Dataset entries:

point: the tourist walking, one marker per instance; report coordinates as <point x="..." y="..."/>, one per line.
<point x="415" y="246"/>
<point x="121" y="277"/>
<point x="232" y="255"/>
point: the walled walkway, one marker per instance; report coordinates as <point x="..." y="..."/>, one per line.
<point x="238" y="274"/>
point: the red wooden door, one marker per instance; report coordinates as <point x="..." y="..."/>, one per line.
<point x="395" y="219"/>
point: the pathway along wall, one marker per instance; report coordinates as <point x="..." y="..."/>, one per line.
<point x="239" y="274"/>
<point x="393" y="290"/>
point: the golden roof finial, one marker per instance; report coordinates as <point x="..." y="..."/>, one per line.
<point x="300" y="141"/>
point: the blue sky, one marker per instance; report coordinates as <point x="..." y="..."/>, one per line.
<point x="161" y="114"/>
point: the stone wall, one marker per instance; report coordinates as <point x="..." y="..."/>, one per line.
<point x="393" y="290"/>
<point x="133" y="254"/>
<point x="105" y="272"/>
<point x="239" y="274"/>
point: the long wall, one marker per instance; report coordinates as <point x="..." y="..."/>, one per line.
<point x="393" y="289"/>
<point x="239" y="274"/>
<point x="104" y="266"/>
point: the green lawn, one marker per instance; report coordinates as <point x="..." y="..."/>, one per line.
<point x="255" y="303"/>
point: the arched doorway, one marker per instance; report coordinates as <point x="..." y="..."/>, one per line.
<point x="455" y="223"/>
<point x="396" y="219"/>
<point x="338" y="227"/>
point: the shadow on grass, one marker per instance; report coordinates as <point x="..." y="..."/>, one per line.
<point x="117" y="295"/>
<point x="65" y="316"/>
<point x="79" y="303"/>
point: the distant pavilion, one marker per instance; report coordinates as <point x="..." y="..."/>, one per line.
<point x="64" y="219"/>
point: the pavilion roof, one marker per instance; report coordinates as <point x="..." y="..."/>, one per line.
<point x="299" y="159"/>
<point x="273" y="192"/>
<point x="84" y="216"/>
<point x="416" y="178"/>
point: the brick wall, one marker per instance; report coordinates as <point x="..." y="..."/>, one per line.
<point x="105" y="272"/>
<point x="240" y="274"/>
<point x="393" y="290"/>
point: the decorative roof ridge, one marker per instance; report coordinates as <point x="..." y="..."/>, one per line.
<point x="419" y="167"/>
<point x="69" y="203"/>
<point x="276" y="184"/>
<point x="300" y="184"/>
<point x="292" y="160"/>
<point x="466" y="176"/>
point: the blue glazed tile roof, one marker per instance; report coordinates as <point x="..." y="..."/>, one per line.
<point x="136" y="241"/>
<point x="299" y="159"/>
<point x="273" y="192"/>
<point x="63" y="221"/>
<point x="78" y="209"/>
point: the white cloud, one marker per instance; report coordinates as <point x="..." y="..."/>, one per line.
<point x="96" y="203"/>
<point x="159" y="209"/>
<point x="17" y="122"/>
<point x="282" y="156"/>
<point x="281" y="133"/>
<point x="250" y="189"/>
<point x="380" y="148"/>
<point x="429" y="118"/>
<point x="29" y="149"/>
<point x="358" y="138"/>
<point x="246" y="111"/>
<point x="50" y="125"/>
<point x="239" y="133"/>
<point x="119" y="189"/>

◆ REQUIRED TASK ◆
Rename "white cloud" to "puffy cloud" in the stretch from the line containing "point: the blue glazed" through the end of the data. Reproduce that stretch with everything else left as it is.

◆ TASK RESULT ◆
point: the blue glazed tile roof, one marker per instance; report coordinates as <point x="..." y="..."/>, one per line.
<point x="136" y="241"/>
<point x="299" y="159"/>
<point x="273" y="192"/>
<point x="63" y="221"/>
<point x="78" y="209"/>
point: the puffy cloud, one marker per instance; report coordinates as <point x="..." y="..."/>, one per line.
<point x="96" y="203"/>
<point x="159" y="209"/>
<point x="17" y="122"/>
<point x="282" y="156"/>
<point x="281" y="133"/>
<point x="250" y="189"/>
<point x="380" y="148"/>
<point x="429" y="118"/>
<point x="29" y="149"/>
<point x="358" y="138"/>
<point x="246" y="111"/>
<point x="50" y="125"/>
<point x="239" y="133"/>
<point x="119" y="189"/>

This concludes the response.